[Stored data entries]
___

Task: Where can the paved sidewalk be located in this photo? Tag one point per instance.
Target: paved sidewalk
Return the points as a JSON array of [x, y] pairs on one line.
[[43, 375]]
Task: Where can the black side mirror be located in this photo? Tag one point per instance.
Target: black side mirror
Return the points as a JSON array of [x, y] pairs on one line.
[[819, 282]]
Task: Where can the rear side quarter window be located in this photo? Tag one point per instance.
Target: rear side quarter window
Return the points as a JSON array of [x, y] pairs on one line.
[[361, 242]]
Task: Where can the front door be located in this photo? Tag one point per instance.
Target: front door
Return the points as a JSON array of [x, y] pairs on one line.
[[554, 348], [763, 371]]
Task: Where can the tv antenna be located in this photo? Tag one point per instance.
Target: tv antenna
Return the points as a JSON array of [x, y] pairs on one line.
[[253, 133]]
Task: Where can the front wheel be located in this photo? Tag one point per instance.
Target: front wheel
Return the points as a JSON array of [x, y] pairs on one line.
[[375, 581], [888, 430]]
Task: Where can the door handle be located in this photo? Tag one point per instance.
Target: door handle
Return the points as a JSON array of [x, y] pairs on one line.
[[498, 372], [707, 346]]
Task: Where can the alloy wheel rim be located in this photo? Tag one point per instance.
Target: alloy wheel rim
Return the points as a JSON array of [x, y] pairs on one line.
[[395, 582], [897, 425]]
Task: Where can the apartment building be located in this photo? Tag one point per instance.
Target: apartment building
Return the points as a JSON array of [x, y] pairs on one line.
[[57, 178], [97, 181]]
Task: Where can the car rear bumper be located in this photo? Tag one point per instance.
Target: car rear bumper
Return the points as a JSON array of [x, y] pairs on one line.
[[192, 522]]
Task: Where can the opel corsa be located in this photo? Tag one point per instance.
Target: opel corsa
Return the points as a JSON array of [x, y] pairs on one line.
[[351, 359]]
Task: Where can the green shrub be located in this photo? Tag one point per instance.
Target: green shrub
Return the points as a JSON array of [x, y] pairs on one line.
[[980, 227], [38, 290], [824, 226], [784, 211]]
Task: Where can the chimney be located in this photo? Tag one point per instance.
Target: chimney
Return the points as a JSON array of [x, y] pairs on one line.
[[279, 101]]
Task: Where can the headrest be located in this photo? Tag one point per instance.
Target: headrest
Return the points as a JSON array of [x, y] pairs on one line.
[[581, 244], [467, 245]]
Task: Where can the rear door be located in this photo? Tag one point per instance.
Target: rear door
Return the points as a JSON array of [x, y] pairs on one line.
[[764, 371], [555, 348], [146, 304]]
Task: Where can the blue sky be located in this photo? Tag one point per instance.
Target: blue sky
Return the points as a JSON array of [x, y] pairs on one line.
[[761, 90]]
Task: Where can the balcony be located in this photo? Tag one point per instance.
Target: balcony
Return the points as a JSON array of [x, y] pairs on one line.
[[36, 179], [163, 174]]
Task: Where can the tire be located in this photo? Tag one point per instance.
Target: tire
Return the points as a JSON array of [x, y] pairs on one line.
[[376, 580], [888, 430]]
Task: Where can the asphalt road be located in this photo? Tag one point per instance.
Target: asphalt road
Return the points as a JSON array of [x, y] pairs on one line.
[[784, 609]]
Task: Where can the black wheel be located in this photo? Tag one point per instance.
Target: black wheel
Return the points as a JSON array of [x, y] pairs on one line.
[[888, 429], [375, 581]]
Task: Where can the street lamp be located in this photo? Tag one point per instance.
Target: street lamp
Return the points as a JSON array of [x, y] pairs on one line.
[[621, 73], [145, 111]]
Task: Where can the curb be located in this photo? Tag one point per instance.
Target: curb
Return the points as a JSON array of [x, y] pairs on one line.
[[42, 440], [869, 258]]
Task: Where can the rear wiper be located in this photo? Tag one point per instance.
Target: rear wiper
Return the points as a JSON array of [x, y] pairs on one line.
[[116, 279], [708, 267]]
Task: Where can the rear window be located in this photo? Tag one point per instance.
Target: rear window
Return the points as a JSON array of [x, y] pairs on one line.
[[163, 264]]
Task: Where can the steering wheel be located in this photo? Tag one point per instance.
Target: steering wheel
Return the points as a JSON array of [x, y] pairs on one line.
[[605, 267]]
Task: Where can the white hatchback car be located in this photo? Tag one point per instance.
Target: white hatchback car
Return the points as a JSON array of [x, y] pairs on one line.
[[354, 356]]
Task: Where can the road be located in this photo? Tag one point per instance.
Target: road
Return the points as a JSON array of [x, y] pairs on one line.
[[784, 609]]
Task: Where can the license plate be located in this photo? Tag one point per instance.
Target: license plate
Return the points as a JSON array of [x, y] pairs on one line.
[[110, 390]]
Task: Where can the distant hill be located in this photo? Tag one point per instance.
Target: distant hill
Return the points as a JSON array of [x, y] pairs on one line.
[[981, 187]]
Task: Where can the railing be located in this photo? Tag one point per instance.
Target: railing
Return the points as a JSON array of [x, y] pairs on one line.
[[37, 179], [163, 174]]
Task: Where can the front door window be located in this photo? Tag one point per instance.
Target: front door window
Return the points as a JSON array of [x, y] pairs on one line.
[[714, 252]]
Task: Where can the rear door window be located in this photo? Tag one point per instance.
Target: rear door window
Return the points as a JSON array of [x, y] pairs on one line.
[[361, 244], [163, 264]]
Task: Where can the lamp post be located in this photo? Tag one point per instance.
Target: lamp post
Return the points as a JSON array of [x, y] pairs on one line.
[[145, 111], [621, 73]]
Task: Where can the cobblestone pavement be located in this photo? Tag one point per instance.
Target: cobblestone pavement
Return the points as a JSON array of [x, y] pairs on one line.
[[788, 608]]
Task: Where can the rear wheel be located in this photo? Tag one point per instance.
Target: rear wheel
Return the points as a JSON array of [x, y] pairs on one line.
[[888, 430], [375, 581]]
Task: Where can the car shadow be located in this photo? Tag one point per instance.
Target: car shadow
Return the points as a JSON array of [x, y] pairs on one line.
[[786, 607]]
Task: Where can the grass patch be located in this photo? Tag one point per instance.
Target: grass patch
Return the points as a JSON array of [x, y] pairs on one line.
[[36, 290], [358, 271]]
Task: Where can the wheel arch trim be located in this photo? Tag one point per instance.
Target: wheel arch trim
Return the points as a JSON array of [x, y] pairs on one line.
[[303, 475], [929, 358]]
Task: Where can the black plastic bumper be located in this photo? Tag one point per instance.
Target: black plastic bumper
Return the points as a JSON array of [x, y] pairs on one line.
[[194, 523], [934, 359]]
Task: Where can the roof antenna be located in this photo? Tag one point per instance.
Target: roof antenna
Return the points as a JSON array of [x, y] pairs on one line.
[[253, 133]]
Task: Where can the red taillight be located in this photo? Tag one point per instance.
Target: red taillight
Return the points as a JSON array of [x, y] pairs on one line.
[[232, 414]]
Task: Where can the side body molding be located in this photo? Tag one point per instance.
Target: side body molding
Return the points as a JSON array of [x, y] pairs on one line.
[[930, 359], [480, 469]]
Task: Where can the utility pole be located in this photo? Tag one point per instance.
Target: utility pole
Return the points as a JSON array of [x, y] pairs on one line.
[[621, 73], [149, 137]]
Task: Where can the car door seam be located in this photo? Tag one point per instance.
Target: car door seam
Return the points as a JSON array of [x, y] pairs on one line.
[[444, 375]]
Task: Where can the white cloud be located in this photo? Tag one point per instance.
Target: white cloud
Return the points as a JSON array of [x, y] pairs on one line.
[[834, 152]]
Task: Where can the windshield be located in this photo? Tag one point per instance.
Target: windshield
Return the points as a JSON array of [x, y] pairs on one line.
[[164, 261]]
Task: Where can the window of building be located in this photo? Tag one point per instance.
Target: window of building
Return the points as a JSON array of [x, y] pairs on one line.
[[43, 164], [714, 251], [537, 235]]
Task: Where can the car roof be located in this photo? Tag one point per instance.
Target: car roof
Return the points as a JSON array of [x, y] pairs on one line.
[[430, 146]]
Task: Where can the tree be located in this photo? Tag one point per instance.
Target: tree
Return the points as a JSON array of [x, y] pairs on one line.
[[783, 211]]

___

=== BRIEF ===
Resize the listing starting at the line containing "Task: Where can the roof" and ending at the line containing "[[621, 73], [149, 137]]". Reproduce only those lines, requests included, with each x and y coordinate in the answers multiplied by 1.05 and rounded to a whole number, halves going up.

=== ANSWER TO THE EXERCISE ===
Task: Where can the roof antenna be located in this photo? Tag one point per instance.
Target: roof antenna
Return the points as a JSON array of [x, y] pairs on one line.
[[266, 140]]
Task: Where can the red taillight be located in this photo? Tag one point per instance.
Target: red taillight
Return the points as a JSON array of [x, y] pairs on one line.
[[244, 435]]
Task: Where can the side body molding be located in this photo? Tag one point per instance.
Target: side body molding
Return the points as a JSON array of [x, y] pairs on one line.
[[977, 377], [504, 492]]
Task: Where can the utility pole be located in this photo? Tag one point per instance.
Target: utility pole
Return the points as a JSON array of [x, y] pairs on one line.
[[652, 77], [156, 144]]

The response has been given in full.